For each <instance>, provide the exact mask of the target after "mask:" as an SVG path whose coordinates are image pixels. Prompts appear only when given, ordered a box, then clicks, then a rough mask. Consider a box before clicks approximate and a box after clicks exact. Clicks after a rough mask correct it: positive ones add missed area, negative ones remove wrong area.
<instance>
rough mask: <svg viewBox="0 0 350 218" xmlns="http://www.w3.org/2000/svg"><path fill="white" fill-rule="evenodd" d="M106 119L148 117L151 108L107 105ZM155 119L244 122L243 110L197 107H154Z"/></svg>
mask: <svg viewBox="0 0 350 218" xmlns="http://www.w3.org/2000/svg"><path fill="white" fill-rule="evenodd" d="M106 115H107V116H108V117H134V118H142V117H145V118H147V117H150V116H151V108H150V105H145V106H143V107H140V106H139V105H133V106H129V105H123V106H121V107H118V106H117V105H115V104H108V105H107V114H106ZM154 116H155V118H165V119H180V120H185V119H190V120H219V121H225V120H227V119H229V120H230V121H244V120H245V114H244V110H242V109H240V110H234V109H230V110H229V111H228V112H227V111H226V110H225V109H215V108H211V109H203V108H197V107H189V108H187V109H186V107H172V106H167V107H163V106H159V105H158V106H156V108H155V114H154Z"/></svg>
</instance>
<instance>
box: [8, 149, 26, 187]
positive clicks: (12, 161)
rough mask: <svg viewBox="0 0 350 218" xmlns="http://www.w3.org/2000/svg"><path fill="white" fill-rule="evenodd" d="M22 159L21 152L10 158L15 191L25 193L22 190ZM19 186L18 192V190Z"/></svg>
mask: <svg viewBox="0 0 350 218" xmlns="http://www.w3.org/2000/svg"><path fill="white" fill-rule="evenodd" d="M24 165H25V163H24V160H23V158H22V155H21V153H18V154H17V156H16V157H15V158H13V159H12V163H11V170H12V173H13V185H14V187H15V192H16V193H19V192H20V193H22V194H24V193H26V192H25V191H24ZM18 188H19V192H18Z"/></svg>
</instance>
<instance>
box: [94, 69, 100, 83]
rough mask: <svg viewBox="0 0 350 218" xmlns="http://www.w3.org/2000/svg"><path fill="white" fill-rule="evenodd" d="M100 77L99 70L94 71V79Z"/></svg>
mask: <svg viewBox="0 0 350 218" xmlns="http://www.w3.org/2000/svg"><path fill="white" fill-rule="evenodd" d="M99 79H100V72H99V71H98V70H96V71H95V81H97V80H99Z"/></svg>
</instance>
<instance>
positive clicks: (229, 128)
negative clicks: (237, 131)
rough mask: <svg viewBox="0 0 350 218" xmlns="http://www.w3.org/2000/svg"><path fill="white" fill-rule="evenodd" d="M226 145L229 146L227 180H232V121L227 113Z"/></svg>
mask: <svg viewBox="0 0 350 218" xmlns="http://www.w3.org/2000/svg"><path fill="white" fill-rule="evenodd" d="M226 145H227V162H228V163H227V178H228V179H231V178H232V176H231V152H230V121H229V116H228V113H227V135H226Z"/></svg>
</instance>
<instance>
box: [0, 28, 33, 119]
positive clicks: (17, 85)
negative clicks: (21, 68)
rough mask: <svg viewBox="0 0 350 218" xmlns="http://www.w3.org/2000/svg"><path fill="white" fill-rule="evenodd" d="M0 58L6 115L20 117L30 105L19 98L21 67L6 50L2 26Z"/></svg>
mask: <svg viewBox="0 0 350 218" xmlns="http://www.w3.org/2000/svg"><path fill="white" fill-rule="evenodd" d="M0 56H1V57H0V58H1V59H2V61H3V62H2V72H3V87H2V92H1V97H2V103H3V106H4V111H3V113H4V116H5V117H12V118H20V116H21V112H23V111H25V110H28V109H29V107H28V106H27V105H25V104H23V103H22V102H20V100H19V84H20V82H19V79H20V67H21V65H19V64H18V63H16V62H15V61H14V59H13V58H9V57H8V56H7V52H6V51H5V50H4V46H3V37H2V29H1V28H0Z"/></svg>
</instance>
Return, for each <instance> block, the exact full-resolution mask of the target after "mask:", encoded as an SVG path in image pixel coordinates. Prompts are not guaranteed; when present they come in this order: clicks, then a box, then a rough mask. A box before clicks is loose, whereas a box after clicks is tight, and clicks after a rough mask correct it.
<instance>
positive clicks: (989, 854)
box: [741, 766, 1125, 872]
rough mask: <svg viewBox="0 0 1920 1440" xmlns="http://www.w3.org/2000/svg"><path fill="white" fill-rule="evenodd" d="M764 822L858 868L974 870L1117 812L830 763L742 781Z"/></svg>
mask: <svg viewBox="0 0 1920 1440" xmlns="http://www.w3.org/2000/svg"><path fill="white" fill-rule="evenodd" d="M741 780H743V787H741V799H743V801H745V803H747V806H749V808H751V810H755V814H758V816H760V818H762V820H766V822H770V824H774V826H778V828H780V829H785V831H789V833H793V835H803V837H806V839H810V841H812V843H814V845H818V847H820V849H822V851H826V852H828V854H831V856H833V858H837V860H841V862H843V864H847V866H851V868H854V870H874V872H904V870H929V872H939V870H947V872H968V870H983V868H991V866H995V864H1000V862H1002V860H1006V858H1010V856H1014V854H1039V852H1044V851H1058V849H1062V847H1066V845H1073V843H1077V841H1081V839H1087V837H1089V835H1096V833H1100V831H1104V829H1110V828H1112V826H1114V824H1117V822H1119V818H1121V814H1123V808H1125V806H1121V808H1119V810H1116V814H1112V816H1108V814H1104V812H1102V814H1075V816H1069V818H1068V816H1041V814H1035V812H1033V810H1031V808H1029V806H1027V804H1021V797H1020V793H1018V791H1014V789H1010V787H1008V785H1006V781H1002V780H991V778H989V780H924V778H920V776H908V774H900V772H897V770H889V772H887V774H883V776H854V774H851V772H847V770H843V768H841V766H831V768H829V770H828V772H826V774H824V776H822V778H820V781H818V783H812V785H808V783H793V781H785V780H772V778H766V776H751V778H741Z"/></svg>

-=-=-=-=-

> [PROMPT] Going through the listing above, copy out every line that has the string "when".

> [REPLY TO THE TASK]
For each <instance>, provide the exact mask of the target after "mask:" as an SVG path whose coordinates are image pixels. Prompts appear only when given, ordered a box, then clicks, then a rough mask. Consider a box before clicks approximate and a box after clicks exact. Clicks after a rough mask correct it: positive ones add missed area, negative ones remove wrong area.
Return, for each <instance> block, the exact full-resolution mask of the target after "mask:", encoded as an SVG path in image pixel coordinates. Prompts are not guaranteed; when present they come in this order: clicks, then a box, then a rough mask. A box before clicks is loose, whereas a box after clicks is tight, and clicks after a rough mask correct it.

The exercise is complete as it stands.